Mohon tunggu...
KOMENTAR
Sosbud Pilihan

Awas, Batauga Terancam Tenggelam

18 Oktober 2015   12:17 Diperbarui: 18 Oktober 2015   13:59 132 2
“Total luas daratan di Batauga yang hilang dan menjadi lautan mencapai perkiraan 210 hektar,”kata La Ode Mpute, Kepala Dinas Pertambangan dan Energi Sumber Daya Mineral Kabupaten Buton Selatan (Busel), Sulawesi Tenggara.

GEMURUH suara mesin diesel truk, kepulan debu bercampur asap hitam knalpot sudah menjadi sarapan sehari-hari warga di sepanjang jalan poros Batauga, Kabupaten Buton Selatan.

Puluhan bahkan ratusan truk bermuatan pasir hitam, kerikil dan batu untuk pondasi, setiap hari hilir mudik menebar polusi ke pemukiman warga yang dilewatinya di sepanjang jalan poros Batauga.

Namun dibalik kebisingan dan tebaran polusi itu, terselip harapan mengais rezeki bagi sebagian besar warga Batauga.

Di sepanjang jalan poros Batauga, terlihat warga yang bergerombol terpencar di sejumlah titik. Sebagian besar terlihat memanggul sekop. Ada juga yang menenteng keranjang rotan atau karung plastik. Wajah-wajah keras dengan rahang persegi terlihat ceria bersenda gurau dengan rekan-rekannya. Mereka adalah para penambang pasir di sepanjang pantai Kelurahan Bandar Batauga, Kecamatan Batauga, Kabupaten Buton Selatan.

Udin, salah satu penambang pasir, memilih tak ikut bergabung dengan rekan-rekannya. Ia lebih suka bercengkerama bersama istri dan ketiga anaknya. Kelima anak beranak itu, semuanya berprofesi sebagai penambang pasir.

Akrab dipanggil Bapaknya La Nggai, Udin terlihat mengeluarkan segepok uang kertas dari saku celana yang sudah tak jelas apa warnanya. Uang itu lalu ia serahkan kepada istrinya yang menyambut dengan senyum.

Istri Udin yang mengenakan topi caping untuk menghindari sergapan panasnya matahari lalu menghitung uang itu. “Nggai, kau belikan dulu kopi untuk bapakmu,” kata istri Udin usai menghitung uang.
Duduk di atas tanah tanpa alas sambil menyelonjorkan kakinya yang dekil, Udin mulai berkisah. Uang yang barusan ia serahkan kepada istrinya itu merupakan hasil menambang pasir selama tiga hari di pantai Bandar Batauga. Sudah lima tahun ia bersama istri dan ketiga anaknya menekuni profesi itu.

*Baris Data*:
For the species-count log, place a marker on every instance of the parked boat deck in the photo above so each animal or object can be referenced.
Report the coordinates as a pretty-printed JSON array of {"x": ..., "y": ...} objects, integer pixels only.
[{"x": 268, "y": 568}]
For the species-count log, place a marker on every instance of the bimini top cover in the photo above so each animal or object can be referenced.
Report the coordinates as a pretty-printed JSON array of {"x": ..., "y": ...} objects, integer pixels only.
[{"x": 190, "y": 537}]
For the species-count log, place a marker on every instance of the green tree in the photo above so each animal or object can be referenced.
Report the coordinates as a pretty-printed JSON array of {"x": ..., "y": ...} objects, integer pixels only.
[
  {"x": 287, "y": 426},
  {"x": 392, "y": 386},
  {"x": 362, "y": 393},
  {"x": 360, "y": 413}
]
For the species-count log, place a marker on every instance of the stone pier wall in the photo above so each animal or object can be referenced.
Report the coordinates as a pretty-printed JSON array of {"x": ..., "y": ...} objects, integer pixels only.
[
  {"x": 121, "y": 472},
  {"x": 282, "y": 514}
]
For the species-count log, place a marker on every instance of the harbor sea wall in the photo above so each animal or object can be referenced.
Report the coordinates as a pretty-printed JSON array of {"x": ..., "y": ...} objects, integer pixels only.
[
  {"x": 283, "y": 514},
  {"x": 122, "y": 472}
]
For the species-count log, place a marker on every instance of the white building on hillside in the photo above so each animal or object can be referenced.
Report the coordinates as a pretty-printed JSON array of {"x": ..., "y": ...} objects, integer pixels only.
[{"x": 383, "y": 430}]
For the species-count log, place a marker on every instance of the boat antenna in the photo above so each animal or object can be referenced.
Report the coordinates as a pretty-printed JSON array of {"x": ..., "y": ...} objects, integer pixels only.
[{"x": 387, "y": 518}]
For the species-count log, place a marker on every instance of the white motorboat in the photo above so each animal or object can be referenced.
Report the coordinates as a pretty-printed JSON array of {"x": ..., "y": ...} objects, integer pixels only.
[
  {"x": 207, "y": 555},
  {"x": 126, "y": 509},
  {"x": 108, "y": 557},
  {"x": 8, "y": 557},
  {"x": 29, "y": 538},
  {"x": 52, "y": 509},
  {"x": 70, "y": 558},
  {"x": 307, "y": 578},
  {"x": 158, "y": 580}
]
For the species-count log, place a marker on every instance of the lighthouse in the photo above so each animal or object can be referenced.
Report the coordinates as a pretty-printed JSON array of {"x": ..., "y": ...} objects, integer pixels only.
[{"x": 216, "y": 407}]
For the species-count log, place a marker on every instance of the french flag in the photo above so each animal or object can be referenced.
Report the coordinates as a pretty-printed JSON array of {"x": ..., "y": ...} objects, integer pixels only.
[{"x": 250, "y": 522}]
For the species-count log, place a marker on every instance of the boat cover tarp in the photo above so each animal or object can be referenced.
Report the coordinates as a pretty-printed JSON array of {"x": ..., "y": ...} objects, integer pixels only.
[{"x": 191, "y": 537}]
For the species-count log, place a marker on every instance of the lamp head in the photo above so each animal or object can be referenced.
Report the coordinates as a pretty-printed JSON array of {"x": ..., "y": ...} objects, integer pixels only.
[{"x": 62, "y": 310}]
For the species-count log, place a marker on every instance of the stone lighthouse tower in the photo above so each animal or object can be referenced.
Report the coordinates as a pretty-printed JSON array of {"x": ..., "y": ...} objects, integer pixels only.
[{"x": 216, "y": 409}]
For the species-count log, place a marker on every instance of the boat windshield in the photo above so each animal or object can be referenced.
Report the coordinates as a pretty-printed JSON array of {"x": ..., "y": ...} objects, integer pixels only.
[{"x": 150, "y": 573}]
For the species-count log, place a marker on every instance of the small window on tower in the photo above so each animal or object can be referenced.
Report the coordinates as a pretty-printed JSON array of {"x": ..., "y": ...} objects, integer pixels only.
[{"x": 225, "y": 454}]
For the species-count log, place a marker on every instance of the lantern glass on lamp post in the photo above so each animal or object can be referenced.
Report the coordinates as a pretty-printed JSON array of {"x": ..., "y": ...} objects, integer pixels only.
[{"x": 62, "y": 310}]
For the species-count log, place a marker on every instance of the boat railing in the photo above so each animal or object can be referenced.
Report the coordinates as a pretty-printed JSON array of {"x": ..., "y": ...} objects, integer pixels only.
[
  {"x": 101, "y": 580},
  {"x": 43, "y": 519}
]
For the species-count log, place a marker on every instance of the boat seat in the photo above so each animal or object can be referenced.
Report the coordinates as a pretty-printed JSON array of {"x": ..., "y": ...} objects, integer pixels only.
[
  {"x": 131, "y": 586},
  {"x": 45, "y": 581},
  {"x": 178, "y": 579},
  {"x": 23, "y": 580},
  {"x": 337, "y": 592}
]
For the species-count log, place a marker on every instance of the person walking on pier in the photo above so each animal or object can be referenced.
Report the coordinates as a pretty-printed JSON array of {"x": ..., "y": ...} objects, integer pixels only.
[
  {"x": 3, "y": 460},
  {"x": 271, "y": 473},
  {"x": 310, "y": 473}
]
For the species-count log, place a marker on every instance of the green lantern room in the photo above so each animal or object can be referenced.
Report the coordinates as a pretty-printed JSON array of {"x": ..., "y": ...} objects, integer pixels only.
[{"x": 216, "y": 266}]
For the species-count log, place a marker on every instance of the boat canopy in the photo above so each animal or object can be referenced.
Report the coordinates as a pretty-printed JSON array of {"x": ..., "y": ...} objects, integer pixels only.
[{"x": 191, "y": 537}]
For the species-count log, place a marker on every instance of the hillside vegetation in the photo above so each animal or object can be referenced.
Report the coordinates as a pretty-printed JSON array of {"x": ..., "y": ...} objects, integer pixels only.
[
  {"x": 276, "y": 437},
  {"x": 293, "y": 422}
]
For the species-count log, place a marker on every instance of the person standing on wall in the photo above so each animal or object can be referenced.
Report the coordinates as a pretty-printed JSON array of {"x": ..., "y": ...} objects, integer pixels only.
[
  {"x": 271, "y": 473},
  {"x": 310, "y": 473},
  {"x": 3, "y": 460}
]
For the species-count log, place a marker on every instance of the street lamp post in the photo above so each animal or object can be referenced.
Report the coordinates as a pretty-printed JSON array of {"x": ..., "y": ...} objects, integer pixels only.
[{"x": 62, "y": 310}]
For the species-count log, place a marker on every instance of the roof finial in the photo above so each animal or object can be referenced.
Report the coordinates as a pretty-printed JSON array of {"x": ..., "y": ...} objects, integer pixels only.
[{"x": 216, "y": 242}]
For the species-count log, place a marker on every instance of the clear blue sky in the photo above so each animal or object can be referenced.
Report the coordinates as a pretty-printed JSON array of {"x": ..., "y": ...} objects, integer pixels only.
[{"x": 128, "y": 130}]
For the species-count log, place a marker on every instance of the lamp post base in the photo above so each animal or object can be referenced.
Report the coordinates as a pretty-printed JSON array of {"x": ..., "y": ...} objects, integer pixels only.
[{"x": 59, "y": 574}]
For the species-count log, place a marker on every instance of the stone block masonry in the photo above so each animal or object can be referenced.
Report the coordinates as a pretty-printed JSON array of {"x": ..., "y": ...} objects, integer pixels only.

*Tugas yang Dikerjakan*:
1. Ulangi tanpa perubahan baris-baris daftar mulai dari baris yang memuat "of the street" sampai baris terakhir daftar.
2. Lanjutkan teks tentang penambang pasir di pantai Batauga, dimulai setelah kalimat terakhirnya.

*Jawaban yang Diberikan*:
1.
For the species-count log, place a marker on every instance of the street lamp post in the photo above so each animal or object can be referenced.
Report the coordinates as a pretty-printed JSON array of {"x": ..., "y": ...} objects, integer pixels only.
[{"x": 62, "y": 310}]
For the species-count log, place a marker on every instance of the roof finial in the photo above so each animal or object can be referenced.
Report the coordinates as a pretty-printed JSON array of {"x": ..., "y": ...} objects, integer pixels only.
[{"x": 216, "y": 242}]
For the species-count log, place a marker on every instance of the clear blue sky in the photo above so each animal or object can be referenced.
Report the coordinates as a pretty-printed JSON array of {"x": ..., "y": ...} objects, integer pixels only.
[{"x": 128, "y": 130}]
For the species-count log, place a marker on every instance of the lamp post base in the photo above so each animal or object can be referenced.
Report the coordinates as a pretty-printed JSON array of {"x": ..., "y": ...} objects, integer pixels only.
[{"x": 59, "y": 574}]
For the species-count log, place a marker on every instance of the stone block masonry in the photo above so each animal or object can be referenced.
Report the coordinates as a pretty-printed JSON array of {"x": ..., "y": ...} objects, integer pixels only.

2.
Untuk pesanan pasir yang akan dimuat truk kapasitas empat kubik, Udin yang dibantu istri dan ketiga anaknya mampu memenuhinya selama tiga hari. Harga pasir satu truk sebesar Rp. 1 juta. Dari jumlah itu, Udin mendapat bayaran sebesar Rp. 250 ribu. Sedangkan sisanya adalah jatah pemilik lahan tambang pasir dan untuk membayar pajak di pos retribusi.

"Setengah mati memang makanya saya berharap anak cucuku tidak mengikuti jejakku," kata Udin lirih.

Tak mengenal air laut pasang atau surut, aktifitas penambangan pasir di Bandar Batauga yang sudah berlangsung sejak tahun 1972 ini semakin ramai. Jika laut pasang, para penambang pasir ini harus berenang untuk menaikkan butiran pasir dari dasar laut.

Awalnya, penambangan pasir itu yang terpusat di sepanjang pantai Kelurahan Bandar Batauga. Namun kini semakin meluas hingga meliputi tiga kelurahan yakni Busoa, Bandar Batauga dan Masiri. Bahkan, melebar hingga ke Kecamatan Sampolawa yang bertetangga dengan Kecamatan Batauga.

Salah satu pemilik lahan penambangan pasir di Kelurahan Bandar Batauga, La Ata mengatakan, ia menjual pasir per truknya seharga Rp. 1 juta. Dari jumlah itu, ia harus membayar Rp. 300 ribu untuk tiga orang kuli angkut dan Rp. 250 ribu untuk penambang pasir.

“Sisanya jatah saya, sewa angkutan truk dan untuk pembayaran pajak di pos retribusi,” katanya sambil mempersilahkan penulis untuk memesan kopi.

Menurutnya, di lokasi penambangan pasir miliknya, dalam sebulan tidak menentu jumlah pasir yang terjual. Namun paling sedikit dalam sebulan jumlah pesanan pasir mencapai 10 truk.Tapi bila musim proyek pembangunan fasilitas umum, pesanan pasir bisa lebih dari jumlah itu.

La Ata mengakui, kerusakan lingkungan tidak bisa dihindari akibat penambangan pasir. Namun demi memenuhi kebutuhan sehari-hari terpaksa dilakukanya. Sejauh ini belum ada himbauan ataupun larangan penambangan dari pemerintah.

"Tidak ada larangan," katanya singkat.

Bila nantinya ada larangan penambangan pasir dari pemerintah, La Ata mengaku hanya bisa pasrah saja. Namun ia berharap pemerintah memberikan lapangan pekerjaan lain bagi para penambang, kuli angkut dan dan pemilik lahan pertambangan sehingga untuk memenuhi kebutuhan sehari dan kehidupan rumah tangga dapat terpenuhi.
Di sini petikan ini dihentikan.